:: Passage shown ::

Thirteen-Week Campaigns (or, How to Write a TV Season)

I like to think that after this long, I have some idea about how to build a 13-session campaign. I ran three campaigns over five semesters in college, and the winter and summer breaks framed 13-session arcs well. Since then, I’ve run two summer campaigns over 13-week breaks, and I’m running another now. So with seven such stories under my belt, I’m starting to get into a storytelling pattern:

  • Before the campaign starts: “Okay, I know roughly what the story is about. But how to I get there? I mean, I have some framework for the middle of the campaign, but what’s the beginning? I have a set piece planned for the end, an epic encounter or fight to serve as the payoff before the final boss, but what if the players do something that makes it impossible? What if the players hate the plot altogether? Panic!
  • Week 1: “Let’s…throw out a short adventure leading obviously to a fight. People like that. And make it an easy fight, so everybody can see how they work together.”
  • Week 2: “They liked it! And with the seeds laid, I can take them to a lighter fight, or an exploration and investigation session.”
  • Week 3: “Alright, I need to start hinting at the general arc of the campaign. I’ll describe the general problem and see what they think about it.”

:::

- Aim: Resume the post on running thirteen-week campaigns, picking up right after its Week 3 entry. None of the material after this has any bearing on it.

:: Given entries ::

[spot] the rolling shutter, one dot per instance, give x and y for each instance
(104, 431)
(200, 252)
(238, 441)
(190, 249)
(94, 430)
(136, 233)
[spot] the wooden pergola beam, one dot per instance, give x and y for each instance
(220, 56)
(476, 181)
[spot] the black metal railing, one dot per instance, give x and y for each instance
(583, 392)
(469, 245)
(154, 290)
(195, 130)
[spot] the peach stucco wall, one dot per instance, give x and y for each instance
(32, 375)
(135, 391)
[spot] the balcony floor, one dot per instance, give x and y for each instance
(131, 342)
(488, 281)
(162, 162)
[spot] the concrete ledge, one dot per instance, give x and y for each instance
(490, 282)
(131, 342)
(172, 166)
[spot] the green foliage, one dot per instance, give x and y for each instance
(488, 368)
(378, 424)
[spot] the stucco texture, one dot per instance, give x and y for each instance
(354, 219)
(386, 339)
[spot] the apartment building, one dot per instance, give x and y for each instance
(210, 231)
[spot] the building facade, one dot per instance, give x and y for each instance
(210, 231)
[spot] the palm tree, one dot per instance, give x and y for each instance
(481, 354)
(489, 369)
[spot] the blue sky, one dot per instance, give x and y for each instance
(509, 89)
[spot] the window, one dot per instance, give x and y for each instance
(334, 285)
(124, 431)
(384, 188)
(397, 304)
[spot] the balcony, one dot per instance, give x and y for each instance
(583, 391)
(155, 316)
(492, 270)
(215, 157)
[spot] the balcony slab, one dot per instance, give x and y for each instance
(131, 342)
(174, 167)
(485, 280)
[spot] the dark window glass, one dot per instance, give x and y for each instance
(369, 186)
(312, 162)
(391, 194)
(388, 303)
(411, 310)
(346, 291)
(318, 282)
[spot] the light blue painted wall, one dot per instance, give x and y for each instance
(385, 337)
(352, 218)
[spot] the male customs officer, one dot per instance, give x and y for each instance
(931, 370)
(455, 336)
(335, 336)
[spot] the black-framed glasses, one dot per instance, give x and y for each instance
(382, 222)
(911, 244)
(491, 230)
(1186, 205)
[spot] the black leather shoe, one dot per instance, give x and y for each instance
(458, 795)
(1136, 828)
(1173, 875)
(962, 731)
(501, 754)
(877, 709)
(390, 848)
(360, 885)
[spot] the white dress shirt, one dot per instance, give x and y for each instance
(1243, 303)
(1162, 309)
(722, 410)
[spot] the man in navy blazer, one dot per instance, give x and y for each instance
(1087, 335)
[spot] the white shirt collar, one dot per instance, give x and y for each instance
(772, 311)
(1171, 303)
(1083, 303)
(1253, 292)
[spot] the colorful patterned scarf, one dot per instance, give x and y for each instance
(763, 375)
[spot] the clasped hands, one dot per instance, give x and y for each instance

:::

- Response to the exercise:
  • Week 4: “A harder fight, to show them that things are escalating, and a bit more plot progression. Let’s give them a few leads and see what happens.”
  • Week 5: “They figured out the plot too fast! Set piece in danger! Abort! Damage control! Panic!
  • Week 6: “Okay, disaster averted. They’re on some side plot now. It’s a few weeks earlier then I planned, but I can stretch this out, and they’ll probably do something interesting that can take the story in a new direction.”
  • Week 7: “So far so good. May be time for another session without combat, to give the plot more chance to grow.”
  • Week 8: “Side plot completed. Players are going back to main plot with enough information to solve everything three weeks early. Set piece will happen too fast! Panic!
  • Week 9: “I’ve changed the villain and/or master plot enough that the campaign can survive even if they solve everything next week, so I think we’re back on track again. I fully expect things to seem fixed next week, and then I’ll spring the escalation on them.”
  • Week 10: “The players failed to solve the campaign due to crippling failure and/or stupidity. The plot has taken a turn that will avoid the set piece entirely! Panic!
  • Week 11: “After recovery, the players are back where I expected them to be last week. I may have to rush things a little, but only a little, and everything is set up for the rest of the campaign.”
  • Week 12: “Set piece! I’ve been wanting to run this session since I started the campaign. Everything is perfect!”
  • Week 13: “…frick, I forgot that I needed to have an entire session before the final boss. And I’ll probably have to buff the final boss midway through the fight, so I’d better make the early fights a little easier. But what if they blow through them and the final boss? Panic!
  • The next day: “The campaign went great, and everybody seems reasonably happy. Except in going through my notes, I found a plot thread I forgot about it, or one I planned for that the players didn’t hit. That would have been fun. Ooo, I can add it to the set piece for the next campaign…”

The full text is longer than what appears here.